Five days ago I launched MinervaAI on Product Hunt.
We hit Top 50 organically — no VC network, no big Twitter following, no launch squad. Just built something, wrote about why, and posted it. That felt genuinely good.
Then I waited for signups.
None came.
I've spent the last few days sitting with that, reading everything I could about post-launch distribution, and talking to other founders. Here's what I've worked out:
Product Hunt and directories are awareness, not acquisition.
People browsing PH are in discovery mode. They're not in pain right now. They're not frantically Googling for a solution at 11pm. They'll upvote your thing, maybe bookmark it, and move on with their day.
The people who actually sign up are the ones you find at the moment they're expressing the problem. A Reddit thread where someone's frustrated with Obsidian AI plugins. A Discord message asking "is there something better than Smart Connections?" An IH post from someone who just gave up on MCP setup.
That's the person. And they're out there, today, writing exactly that sentence somewhere.
So that's what I'm doing now.
Not running ads. Not optimising my landing page headline for the 12th time. Just showing up in the communities where my person already is, at the moment they're already asking the question.
It's slow. It's manual. It doesn't feel like "growth." But I think it's the only honest path from zero to first real users for a product like this.
What MinervaAI actually is, for context: it's a markdown knowledge base where AI is genuinely first-class — full vault context, wiki-link awareness, background agents, Google Calendar and Gmail integration, and you bring your own Claude key so there's no token markup. It's built specifically for Obsidian power users who love the philosophy but keep hitting walls with plugin complexity and MCP setup.
If that's you, or you know someone it sounds like — minerva-ai.app
But mainly I'm posting this because I suspect a lot of people here are in the same five-days-post-launch silence, and I wanted to say: I think it's normal, and I think the work is just beginning.
Would love to hear from anyone who's navigated this phase — what actually moved the needle for your first 10 users?

Supplied material.
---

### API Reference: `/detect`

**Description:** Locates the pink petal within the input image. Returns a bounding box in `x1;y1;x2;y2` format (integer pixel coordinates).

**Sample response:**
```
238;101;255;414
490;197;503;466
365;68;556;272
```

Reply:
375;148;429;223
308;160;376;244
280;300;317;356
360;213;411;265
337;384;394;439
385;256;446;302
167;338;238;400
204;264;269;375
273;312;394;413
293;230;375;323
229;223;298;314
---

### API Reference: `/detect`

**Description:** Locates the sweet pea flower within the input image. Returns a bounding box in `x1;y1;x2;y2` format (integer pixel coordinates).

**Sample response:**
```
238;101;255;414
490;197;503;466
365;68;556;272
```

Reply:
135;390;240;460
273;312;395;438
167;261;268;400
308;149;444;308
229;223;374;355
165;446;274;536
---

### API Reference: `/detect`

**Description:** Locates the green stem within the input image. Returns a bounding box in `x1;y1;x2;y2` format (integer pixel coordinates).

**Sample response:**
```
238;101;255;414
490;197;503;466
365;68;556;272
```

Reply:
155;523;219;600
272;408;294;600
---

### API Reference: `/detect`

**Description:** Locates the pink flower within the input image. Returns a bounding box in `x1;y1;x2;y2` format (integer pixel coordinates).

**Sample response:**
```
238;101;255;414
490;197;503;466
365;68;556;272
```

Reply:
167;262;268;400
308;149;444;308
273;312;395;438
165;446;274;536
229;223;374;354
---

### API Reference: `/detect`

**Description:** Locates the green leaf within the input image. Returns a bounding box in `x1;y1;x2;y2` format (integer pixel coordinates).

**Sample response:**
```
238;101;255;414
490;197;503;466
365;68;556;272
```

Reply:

Task requirements. In the post about launching MinervaAI, whose API key do users supply to power the AI?

Result for this exercise. They bring their own Claude key, so there's no token markup.